_To do_. With "pole" as the search word, show every line of the material that has it.

_Supplied material_.

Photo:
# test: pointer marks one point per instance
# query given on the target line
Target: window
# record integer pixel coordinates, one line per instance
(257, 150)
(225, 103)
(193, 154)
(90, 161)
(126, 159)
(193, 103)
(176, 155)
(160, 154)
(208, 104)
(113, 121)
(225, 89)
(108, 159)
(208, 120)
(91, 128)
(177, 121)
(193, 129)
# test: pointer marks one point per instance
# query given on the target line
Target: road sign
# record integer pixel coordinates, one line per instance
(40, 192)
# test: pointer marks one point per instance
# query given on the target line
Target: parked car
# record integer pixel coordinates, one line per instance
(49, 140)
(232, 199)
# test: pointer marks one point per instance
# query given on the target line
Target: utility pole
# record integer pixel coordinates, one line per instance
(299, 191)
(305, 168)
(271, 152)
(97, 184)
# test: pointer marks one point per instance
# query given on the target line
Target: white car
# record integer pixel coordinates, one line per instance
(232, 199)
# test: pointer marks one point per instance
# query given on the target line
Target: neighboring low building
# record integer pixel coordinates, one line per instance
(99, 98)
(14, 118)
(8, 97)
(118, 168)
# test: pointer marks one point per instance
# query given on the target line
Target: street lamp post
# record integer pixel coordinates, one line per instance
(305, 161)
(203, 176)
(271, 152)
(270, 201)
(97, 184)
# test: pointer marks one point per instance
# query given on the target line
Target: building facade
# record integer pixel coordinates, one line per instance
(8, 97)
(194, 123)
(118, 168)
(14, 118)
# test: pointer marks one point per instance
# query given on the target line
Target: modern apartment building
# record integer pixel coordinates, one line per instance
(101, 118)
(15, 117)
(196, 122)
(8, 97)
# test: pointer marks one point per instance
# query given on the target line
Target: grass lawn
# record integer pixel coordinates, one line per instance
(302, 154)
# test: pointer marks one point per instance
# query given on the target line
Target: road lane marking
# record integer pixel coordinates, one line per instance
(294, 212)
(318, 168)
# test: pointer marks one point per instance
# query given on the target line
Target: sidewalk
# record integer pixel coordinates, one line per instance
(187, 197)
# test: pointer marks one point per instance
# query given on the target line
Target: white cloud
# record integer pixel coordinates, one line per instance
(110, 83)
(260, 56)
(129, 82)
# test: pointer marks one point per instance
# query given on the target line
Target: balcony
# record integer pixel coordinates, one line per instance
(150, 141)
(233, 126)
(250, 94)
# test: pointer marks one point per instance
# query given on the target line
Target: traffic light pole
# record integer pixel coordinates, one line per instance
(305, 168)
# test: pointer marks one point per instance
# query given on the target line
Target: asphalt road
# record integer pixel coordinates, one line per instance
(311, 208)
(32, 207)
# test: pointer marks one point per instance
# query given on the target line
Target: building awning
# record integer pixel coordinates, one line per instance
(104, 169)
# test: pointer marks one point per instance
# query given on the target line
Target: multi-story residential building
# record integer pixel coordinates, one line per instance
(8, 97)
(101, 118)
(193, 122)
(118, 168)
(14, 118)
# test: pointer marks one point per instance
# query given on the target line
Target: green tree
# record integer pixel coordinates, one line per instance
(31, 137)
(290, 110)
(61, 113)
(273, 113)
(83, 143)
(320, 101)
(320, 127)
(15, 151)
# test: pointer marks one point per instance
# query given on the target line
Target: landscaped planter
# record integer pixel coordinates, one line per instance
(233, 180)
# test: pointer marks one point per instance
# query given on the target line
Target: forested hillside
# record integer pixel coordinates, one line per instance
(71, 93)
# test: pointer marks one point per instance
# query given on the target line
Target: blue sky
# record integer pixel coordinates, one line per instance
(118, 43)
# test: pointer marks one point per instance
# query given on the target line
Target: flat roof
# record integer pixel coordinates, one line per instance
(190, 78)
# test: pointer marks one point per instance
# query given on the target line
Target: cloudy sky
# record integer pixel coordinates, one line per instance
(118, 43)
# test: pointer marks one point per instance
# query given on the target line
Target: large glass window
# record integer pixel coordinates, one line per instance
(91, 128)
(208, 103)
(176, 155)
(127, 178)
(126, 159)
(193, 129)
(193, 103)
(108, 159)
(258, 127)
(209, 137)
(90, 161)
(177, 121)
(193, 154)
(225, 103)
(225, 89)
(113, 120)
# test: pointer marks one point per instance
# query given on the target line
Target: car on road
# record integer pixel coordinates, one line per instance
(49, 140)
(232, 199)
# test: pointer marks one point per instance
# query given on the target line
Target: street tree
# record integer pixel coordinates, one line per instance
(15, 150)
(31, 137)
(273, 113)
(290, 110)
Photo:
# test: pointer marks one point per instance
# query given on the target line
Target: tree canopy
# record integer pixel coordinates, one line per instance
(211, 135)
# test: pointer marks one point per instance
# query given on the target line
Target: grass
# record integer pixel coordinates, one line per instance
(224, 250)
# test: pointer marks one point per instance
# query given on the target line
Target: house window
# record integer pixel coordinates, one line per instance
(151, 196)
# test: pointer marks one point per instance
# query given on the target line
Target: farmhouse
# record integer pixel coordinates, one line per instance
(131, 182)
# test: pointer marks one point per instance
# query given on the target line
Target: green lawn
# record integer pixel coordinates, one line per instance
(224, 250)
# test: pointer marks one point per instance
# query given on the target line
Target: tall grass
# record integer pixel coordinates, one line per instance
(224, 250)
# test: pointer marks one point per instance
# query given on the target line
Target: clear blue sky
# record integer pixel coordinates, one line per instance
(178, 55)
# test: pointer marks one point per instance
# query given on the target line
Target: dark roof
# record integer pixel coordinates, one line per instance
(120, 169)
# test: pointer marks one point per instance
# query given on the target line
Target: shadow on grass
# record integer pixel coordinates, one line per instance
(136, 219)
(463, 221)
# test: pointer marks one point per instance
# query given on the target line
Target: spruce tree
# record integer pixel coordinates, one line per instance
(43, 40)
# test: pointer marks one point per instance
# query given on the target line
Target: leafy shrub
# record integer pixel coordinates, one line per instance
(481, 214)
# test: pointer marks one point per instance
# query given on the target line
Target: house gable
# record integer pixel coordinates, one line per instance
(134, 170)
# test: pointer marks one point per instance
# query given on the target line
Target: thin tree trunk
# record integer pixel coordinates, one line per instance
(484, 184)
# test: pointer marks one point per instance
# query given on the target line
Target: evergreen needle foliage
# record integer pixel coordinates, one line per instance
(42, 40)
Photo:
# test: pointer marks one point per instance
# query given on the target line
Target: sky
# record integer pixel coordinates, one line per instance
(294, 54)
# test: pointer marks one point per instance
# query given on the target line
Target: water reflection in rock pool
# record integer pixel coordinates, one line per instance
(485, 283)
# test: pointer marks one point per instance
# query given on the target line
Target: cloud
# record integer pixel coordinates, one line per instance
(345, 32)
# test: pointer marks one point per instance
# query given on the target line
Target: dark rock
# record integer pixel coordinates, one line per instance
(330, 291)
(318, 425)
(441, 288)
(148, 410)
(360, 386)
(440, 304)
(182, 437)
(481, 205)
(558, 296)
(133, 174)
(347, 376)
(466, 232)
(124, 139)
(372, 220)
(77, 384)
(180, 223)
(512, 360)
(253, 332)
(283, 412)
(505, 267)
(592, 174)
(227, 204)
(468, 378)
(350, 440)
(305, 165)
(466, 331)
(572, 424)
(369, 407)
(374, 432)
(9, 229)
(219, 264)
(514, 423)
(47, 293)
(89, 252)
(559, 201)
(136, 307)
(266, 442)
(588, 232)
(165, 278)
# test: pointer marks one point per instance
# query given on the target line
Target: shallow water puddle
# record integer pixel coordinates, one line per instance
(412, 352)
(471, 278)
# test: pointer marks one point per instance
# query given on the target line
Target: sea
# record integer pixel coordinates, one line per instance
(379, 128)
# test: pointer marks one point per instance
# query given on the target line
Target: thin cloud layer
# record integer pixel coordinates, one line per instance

_Task solution_.
Target: utility pole
Target: traffic light pole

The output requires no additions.